[Object point labels]
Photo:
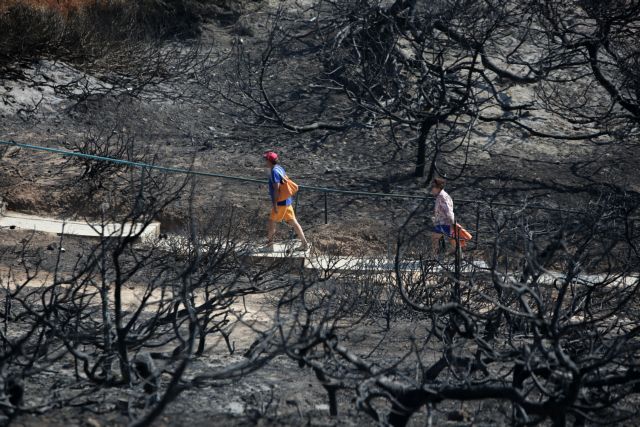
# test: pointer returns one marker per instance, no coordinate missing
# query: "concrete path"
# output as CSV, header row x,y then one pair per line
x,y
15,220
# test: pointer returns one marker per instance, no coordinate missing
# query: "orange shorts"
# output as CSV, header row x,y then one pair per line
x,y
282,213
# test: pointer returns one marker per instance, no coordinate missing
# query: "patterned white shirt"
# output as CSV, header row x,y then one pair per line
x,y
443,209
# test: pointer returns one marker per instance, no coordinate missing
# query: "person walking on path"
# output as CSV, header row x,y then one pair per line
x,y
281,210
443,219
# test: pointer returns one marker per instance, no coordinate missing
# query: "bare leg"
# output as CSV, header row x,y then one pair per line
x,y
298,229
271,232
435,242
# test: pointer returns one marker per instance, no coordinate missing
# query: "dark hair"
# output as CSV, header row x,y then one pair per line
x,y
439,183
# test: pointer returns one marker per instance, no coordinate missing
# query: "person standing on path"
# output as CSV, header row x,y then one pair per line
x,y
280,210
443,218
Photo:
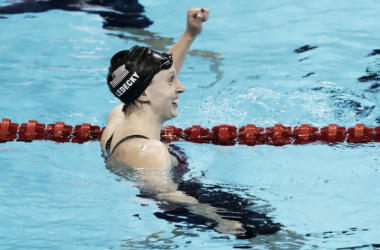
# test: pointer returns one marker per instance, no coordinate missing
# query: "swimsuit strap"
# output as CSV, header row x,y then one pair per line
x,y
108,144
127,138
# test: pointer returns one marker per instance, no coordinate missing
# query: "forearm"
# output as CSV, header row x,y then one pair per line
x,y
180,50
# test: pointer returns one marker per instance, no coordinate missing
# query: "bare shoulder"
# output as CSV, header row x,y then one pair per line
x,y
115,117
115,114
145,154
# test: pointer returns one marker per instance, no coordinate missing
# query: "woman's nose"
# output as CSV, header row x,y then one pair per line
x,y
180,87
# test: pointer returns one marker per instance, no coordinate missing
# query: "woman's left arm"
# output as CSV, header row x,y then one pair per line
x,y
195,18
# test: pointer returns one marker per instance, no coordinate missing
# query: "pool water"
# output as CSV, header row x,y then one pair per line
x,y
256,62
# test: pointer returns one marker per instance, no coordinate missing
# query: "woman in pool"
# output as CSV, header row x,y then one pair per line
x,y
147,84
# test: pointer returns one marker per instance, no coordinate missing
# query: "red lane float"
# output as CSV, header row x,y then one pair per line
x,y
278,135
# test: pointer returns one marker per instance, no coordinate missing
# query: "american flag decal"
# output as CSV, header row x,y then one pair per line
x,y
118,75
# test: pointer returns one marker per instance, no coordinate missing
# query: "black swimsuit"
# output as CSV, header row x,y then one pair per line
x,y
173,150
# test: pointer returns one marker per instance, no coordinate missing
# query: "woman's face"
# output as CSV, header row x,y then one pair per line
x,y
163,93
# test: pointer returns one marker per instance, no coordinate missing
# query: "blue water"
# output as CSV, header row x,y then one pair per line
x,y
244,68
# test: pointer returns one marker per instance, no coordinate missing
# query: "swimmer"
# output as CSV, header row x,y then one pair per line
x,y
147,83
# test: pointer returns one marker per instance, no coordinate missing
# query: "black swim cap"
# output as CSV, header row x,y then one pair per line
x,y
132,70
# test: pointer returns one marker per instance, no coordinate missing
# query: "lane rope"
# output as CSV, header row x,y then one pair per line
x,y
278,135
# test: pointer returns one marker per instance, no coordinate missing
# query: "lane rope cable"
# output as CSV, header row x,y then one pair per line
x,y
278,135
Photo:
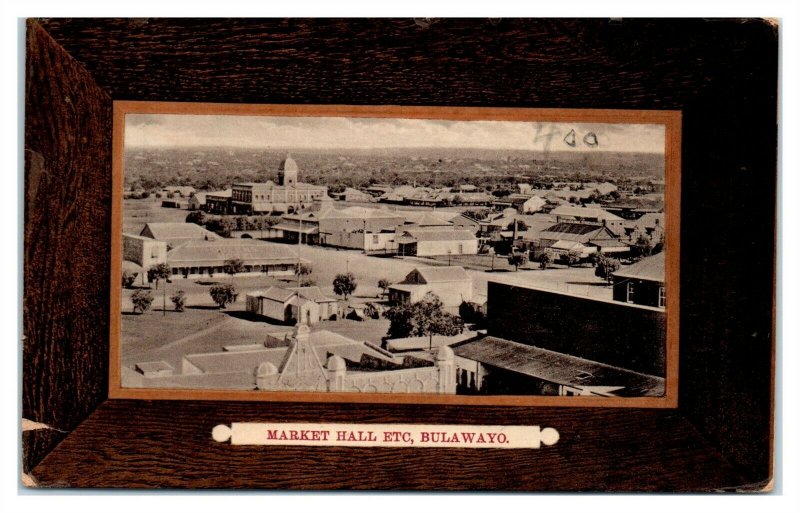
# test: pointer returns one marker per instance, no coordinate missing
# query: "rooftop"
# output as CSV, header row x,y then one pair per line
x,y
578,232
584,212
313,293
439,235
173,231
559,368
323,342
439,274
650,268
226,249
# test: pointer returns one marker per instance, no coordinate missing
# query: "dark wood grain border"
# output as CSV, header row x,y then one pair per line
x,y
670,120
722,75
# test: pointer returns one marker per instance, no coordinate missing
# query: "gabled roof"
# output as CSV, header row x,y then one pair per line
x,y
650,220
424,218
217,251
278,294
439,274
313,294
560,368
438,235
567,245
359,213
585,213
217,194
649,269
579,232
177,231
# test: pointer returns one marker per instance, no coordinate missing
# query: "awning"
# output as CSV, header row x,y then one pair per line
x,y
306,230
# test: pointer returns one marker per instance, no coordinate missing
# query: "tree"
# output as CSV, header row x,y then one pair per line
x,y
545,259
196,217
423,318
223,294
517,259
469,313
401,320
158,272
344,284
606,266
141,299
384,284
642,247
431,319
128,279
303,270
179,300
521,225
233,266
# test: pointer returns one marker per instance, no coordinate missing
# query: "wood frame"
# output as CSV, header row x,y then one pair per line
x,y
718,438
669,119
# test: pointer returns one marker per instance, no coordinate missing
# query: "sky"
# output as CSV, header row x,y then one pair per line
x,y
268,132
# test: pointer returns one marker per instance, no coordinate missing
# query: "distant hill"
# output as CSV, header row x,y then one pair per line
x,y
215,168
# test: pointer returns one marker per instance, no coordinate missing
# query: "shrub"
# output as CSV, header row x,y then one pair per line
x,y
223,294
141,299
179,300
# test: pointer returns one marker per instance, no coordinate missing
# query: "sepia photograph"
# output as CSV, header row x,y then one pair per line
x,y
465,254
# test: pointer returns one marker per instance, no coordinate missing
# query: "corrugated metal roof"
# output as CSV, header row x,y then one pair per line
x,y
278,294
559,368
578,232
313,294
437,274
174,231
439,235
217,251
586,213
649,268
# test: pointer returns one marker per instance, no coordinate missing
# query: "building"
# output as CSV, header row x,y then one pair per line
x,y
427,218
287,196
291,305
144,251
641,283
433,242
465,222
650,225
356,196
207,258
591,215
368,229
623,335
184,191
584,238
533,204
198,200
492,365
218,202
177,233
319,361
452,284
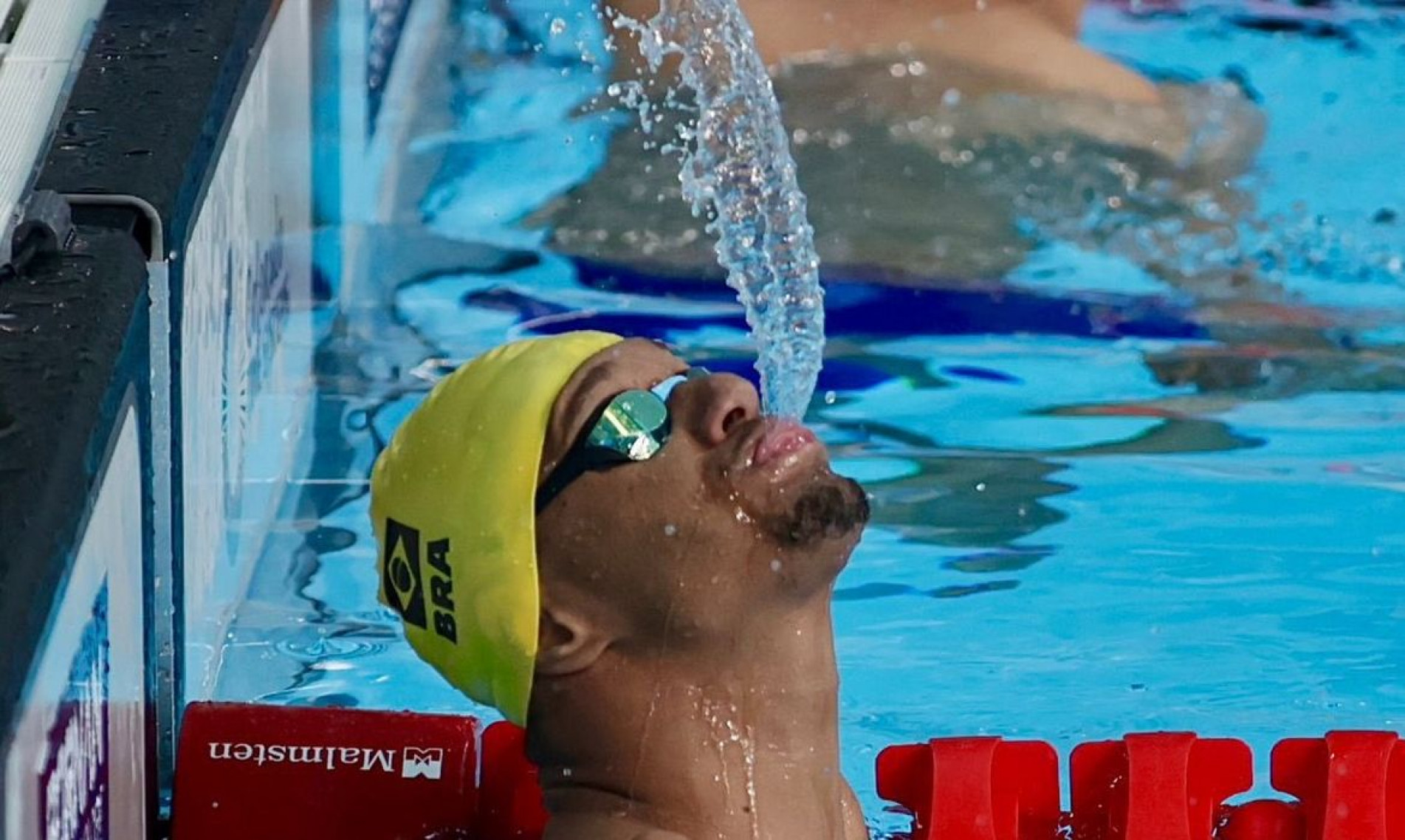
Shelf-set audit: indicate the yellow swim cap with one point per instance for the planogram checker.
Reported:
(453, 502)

→ **Written problem**:
Copy all the data exactly as written, but skip any picture.

→ **Exercise answer**:
Photo:
# test: pointer returns one marker per instance, no coordinate missing
# query: "concrete path"
# output as CSV, header row x,y then one pair per line
x,y
15,220
# test: pointer returns one marker per instance, no coordinate missing
# query: "orange shorts"
# output as CSV, header row x,y then one pair per line
x,y
282,213
# test: pointer returns one marker per instance, no coordinate missing
# query: "patterned white shirt"
# output as CSV, header row x,y then one pair per line
x,y
443,209
# test: pointer returns one marker per instance, no coordinate missing
# query: "person walking on path"
# output as CSV, header row x,y then one pair per line
x,y
281,210
443,219
# test: pointer returns one marker per instance, no coordinate missing
# query: "bare leg"
# output as CSV, header row x,y then one pair per line
x,y
298,229
271,232
435,242
# test: pointer returns one marker per instance, no coordinate missing
# query: "dark hair"
# output as CSV, header row x,y then one pair per line
x,y
439,183
# test: pointer returns one marker per instance, no coordinate missing
# query: "person standing on path"
# output as CSV, header row x,y then one pair per line
x,y
280,210
443,218
Photo:
# test: pointer returns one marker per instance, no coordinate missing
# query: "swimsuit strap"
# output as CSV, header row x,y then one pair per line
x,y
108,144
127,138
# test: pointer returns one marker per instance, no coordinate missing
# query: "forearm"
# output as CSV, header row x,y then one pair per line
x,y
180,50
# test: pointer returns one marker per instance, no coordinate missing
# query: "bare shoulder"
# output as CSV, header row x,y then one pair per line
x,y
115,117
115,114
145,154
# test: pointer returns one marker per instance, no coordinate missing
# query: "woman's nose"
# output as CSV, header row x,y then one pair per line
x,y
180,87
# test: pointer returns one marker per instance, no coordinate missing
# query: "woman's left arm"
# output as CSV, header row x,y then one pair per line
x,y
195,18
# test: pointer returns one marker per instance, no coordinate missing
# query: "pool water"
# output as CSV, header row x,y then one pair per line
x,y
256,62
# test: pointer returns one marker per instance, no coordinate missing
# query: "woman in pool"
# output as CSV, header row x,y then one pair per line
x,y
147,84
# test: pointer returns one marker per instance, no coordinate missing
# query: "red lane float"
# output as CSV, header row x,y then one pair per line
x,y
278,135
# test: pointer returns one marker per instance, no coordinate missing
# query: "american flag decal"
# output as CSV, header row x,y then one pair per line
x,y
118,75
# test: pointer returns one marker per instance, no coordinate missing
# query: "black swimsuit"
# output as CSV, header row x,y then one pair per line
x,y
173,150
# test: pointer returns one marker per instance, no coordinate missing
# query: "woman's face"
# output as CSV, header row x,y then one pair per line
x,y
163,93
# test: pointer returns one marker per instance, no coordinate missing
# query: "blue water"
# output as CSV, header row x,y then one pair per line
x,y
244,68
# test: pointer returns one marker per instance, no coordinate missing
# query: "swimmer"
# output as CSV, header row x,y then one pair per line
x,y
147,83
# test: pointer returns one marker per instance, no coordinate missing
# query: "black swim cap"
# output as CSV, header row x,y then one pair per line
x,y
132,70
# test: pointer returns one marker per instance, no coordinate missing
# query: "lane rope"
# output as CSV, header row x,y then one pair per line
x,y
278,135
# test: pointer returns one marker per instance, no coordinate missing
# query: "lane rope cable"
# output as CSV, header row x,y then one pair per line
x,y
278,135
Photo:
# test: pointer returns one marker per instance, no coordinate missing
# query: "rooftop"
# output as CSV, header row x,y then one pair per line
x,y
578,232
584,212
313,293
439,235
173,231
559,368
323,342
439,274
650,268
226,249
# test: pointer returns one marker per instance, no coordinate missing
# query: "dark wood grain border"
# output as CSV, header row x,y then one pair per line
x,y
670,120
722,75
# test: pointer returns one marker per instance, no coordinate missing
# query: "gabled roof"
# output as CSV, header row x,y then one pair per line
x,y
650,220
424,218
217,251
278,294
439,274
313,294
560,368
438,235
567,245
359,213
585,213
217,194
649,269
579,232
177,231
# test: pointer returns one marker per instance, no coordinate missing
# query: "awning"
# output as CSV, header row x,y then one pair per line
x,y
306,230
# test: pointer returns one marker per instance, no coordinate missing
# query: "tree"
# output as CSV, header row x,y then one pair per line
x,y
545,259
196,217
423,318
223,294
517,259
469,313
401,320
158,272
344,284
606,266
141,299
384,284
642,247
431,319
128,279
303,270
179,300
521,225
233,266
# test: pointer returns one marker per instance, no coordinate missing
# query: "wood frame"
# output as CSV, header row x,y then one pair per line
x,y
718,438
669,119
# test: pointer returns one marker per instance, no coordinate missing
# query: "sky"
# output as CSV, header row x,y then one pair per line
x,y
268,132
# test: pointer returns one marker per instance, no coordinate missing
# query: "distant hill"
# output as CSV, header row x,y then one pair per line
x,y
215,168
# test: pointer returns one marker per instance, no coordinate missing
# query: "shrub"
# output as CSV, header row x,y then one pair per line
x,y
223,294
141,299
179,300
# test: pointer returns one marker per instance, no coordinate missing
# query: "sepia photograph"
# output as CSV, header row x,y then one pair per line
x,y
465,254
# test: pointer returns one marker per instance, no coordinate missing
# query: "corrugated metal roof"
# output as CSV, header row x,y then one pair per line
x,y
278,294
559,368
578,232
313,294
437,274
174,231
439,235
217,251
586,213
649,268
# test: pointer returns one marker per instance, no coordinate missing
# query: "building"
# output as CSV, header row x,y then one pair per line
x,y
427,218
287,196
291,305
144,251
641,283
433,242
465,222
650,225
356,196
207,258
591,215
368,229
623,335
184,191
584,238
533,204
198,200
492,365
218,202
177,233
319,361
452,284
Shelf-set audit: indicate the yellow swim cap with one point per instance for the planogram checker.
Reported:
(453, 502)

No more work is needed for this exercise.